[YOUR GOAL]: Transcribe the data that follows, exactly and in full.

[EXERCISE INPUTS]:
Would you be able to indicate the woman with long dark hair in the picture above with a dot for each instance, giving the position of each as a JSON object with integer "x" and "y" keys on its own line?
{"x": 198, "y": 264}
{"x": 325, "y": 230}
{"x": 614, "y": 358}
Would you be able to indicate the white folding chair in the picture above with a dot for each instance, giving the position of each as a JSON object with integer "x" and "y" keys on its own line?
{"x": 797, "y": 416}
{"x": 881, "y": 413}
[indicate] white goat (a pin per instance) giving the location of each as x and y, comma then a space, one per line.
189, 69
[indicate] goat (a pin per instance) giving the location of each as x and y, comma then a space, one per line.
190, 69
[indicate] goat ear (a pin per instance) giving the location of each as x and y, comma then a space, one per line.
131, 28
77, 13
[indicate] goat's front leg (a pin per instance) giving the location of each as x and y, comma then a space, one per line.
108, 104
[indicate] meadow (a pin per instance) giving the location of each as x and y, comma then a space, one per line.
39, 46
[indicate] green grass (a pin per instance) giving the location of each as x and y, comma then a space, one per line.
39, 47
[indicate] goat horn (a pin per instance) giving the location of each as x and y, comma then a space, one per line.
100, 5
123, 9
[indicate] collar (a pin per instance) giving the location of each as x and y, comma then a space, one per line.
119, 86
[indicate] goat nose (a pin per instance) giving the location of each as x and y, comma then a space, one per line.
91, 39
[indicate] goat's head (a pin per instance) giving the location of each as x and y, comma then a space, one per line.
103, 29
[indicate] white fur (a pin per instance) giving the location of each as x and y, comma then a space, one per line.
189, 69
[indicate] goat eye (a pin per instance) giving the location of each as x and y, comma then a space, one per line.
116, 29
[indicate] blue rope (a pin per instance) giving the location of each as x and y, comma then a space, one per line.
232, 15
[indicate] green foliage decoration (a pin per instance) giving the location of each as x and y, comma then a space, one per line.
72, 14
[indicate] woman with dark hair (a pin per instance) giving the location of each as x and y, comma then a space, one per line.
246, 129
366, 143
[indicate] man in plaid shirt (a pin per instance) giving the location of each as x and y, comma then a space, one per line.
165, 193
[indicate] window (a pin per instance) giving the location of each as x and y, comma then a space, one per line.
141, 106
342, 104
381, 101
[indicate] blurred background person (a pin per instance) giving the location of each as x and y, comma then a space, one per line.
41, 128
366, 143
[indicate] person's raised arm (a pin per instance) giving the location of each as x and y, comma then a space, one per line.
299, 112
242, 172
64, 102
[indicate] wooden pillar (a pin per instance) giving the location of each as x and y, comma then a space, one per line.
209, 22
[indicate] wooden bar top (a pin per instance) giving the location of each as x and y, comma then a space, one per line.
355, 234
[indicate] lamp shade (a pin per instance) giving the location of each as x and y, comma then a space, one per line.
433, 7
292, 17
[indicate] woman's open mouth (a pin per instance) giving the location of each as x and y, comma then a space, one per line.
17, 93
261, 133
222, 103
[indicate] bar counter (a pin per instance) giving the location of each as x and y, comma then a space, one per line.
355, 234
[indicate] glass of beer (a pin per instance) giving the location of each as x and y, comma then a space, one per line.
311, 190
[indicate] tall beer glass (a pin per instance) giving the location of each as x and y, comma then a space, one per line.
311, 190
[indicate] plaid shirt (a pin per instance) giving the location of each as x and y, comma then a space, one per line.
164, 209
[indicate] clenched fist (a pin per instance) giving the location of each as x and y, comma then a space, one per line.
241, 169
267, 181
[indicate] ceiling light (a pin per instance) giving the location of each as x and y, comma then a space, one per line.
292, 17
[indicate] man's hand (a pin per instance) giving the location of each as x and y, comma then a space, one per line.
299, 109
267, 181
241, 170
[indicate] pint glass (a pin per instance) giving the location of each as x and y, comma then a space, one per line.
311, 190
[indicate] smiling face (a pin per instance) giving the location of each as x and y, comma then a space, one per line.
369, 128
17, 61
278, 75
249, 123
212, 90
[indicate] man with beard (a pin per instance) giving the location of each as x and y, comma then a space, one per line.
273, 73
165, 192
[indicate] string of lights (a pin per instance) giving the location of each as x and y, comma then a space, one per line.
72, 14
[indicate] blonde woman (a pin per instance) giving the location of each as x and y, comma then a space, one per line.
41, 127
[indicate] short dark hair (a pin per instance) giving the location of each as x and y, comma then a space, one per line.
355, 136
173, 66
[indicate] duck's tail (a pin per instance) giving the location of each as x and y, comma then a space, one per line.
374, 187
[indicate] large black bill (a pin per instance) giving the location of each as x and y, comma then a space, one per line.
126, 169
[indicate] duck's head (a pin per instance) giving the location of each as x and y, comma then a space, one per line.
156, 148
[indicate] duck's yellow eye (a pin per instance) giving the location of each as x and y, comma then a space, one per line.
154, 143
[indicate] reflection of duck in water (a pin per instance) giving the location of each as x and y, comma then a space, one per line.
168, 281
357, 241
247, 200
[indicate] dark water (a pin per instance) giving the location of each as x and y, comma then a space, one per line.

[REPLY]:
Would you be able to indicate the woman with long dark hair in the picture above with a dot for each instance, giving the position of each as a JSON object with integer "x" and "y" keys on its own line?
{"x": 198, "y": 264}
{"x": 325, "y": 230}
{"x": 614, "y": 358}
Would you be able to indicate the white folding chair in the picture above with a dot for each instance, giving the position of each as a JSON object with integer "x" and "y" keys on its own line?
{"x": 797, "y": 416}
{"x": 881, "y": 413}
[indicate] white goat (a pin per instance) giving the location of each as x and y, comma then a space, one per line.
189, 69
[indicate] goat (a pin per instance) giving the location of each as x and y, comma then a space, one per line.
190, 69
[indicate] goat ear (a pin per instance) giving the location of each as x and y, comma then a space, one per line.
131, 28
77, 13
[indicate] goat's front leg (a pin per instance) giving the location of each as x and y, comma then a space, one per line.
108, 104
[indicate] meadow (a pin per instance) giving the location of each as x and y, comma then a space, one per line.
39, 46
[indicate] green grass (a pin per instance) giving the location of each as x and y, comma then a space, one per line.
39, 47
[indicate] goat horn (a pin per instance) giving the location of each as x and y, comma then a space, one per line.
100, 5
123, 9
[indicate] collar (a pin per instance) giving the location of each as x and y, comma then a space, one per line.
119, 86
[indicate] goat nose (a pin per instance) giving the location of each as x and y, comma then a space, one per line.
91, 39
[indicate] goat's head (a pin per instance) giving the location of each as x and y, comma then a space, one per line.
103, 29
[indicate] white fur (a pin per instance) giving the location of each as x and y, comma then a space, one per line.
189, 69
[indicate] goat eye (a pin per instance) giving the location of each as x and y, comma then a space, one per line.
116, 29
[indicate] blue rope (a pin per instance) giving the location of each as x and y, comma then a space, one per line.
232, 15
[indicate] green foliage decoration (a pin per instance) giving the location of each as x and y, comma then a space, one per line.
72, 14
[indicate] woman with dark hair (a pin per instance) giving the location of each as x and y, comma then a space, one per line.
246, 129
366, 143
[indicate] man in plaid shirt (a pin per instance) giving the location of each as x and y, comma then a space, one per line.
165, 193
[indicate] window (a pin per instance) giving the location of each as x and y, comma then a space, one per line.
141, 106
342, 104
381, 101
[indicate] blurred background person (a pin per instance) giving the location of each as x and y, comma then a space, one per line.
41, 128
366, 143
[indicate] person's raised arm (a pin per instance) giving the location of each as x and y, comma then a space, one per line.
299, 112
242, 172
64, 102
[indicate] wooden pillar (a pin per instance) giving the location of each as x and y, comma then a space, one per line.
209, 22
[indicate] wooden bar top (a pin per instance) giving the location of each as x and y, comma then a space, one per line.
355, 234
[indicate] lamp shade (a pin per instance) giving the location of each as x and y, comma then a space, one per line.
433, 7
292, 17
[indicate] woman's open mouth (a pin per instance) giving the location of each as x and y, comma then a space, one per line.
17, 93
261, 133
222, 103
[indicate] bar counter (a pin per instance) giving the location of each as x and y, comma then a space, one per line.
355, 234
[indicate] glass of beer (a pin per instance) giving the location of each as x and y, comma then a space, one per line.
311, 190
[indicate] tall beer glass (a pin per instance) giving the location of each as x and y, comma then a space, one per line.
311, 190
[indicate] plaid shirt (a pin per instance) giving the location of each as x and y, comma then a space, one per line.
164, 209
[indicate] clenched fist (a pin per instance) giving the location of each as x and y, comma then a space, one per line.
241, 169
267, 181
[indicate] ceiling light (a pin per instance) giving the location of each as x and y, comma then a space, one per line.
292, 17
[indicate] man's hand (a pin per instance) giving the location of each as x and y, comma then a space, one per line.
299, 109
267, 181
241, 170
[indicate] pint glass (a pin per instance) giving the location of each as x and y, comma then a space, one per line.
311, 190
[indicate] smiling face (a pin per instance) giving the location of each as x and y, comma then a space, one per line.
369, 128
17, 61
278, 75
249, 123
212, 90
[indicate] man with beard (a pin per instance) giving the location of each as x and y, comma then a space, one per line.
273, 73
165, 192
[indicate] string of lights (a pin per instance) giving the location of each as x and y, comma then a space, one per line.
72, 14
[indicate] blonde woman (a pin per instance) giving the location of each as x and y, comma then a space, one per line.
41, 127
[indicate] short dark hair (a pin per instance) giving the location of each as x and y, comma then a space, one per line.
355, 136
173, 66
[indicate] duck's tail (a pin per instance) giving the location of each as x and y, comma then a space, one per line.
374, 187
[indicate] large black bill (a pin per instance) giving the location of each as x and y, comma then a space, one per line.
126, 169
[indicate] duck's head (a pin per instance) giving the location of each as x and y, comma then a space, one per line.
156, 148
[indicate] duck's yellow eye (a pin per instance) giving the location of each as x and y, comma then a space, one per line.
154, 143
[indicate] reflection of duck in water (a pin per instance) giving the location of each as x and y, comma then a space, one per line.
168, 281
357, 241
247, 200
[indicate] dark water (a pin per instance) giving the location of each as x and y, comma then a space, one per line.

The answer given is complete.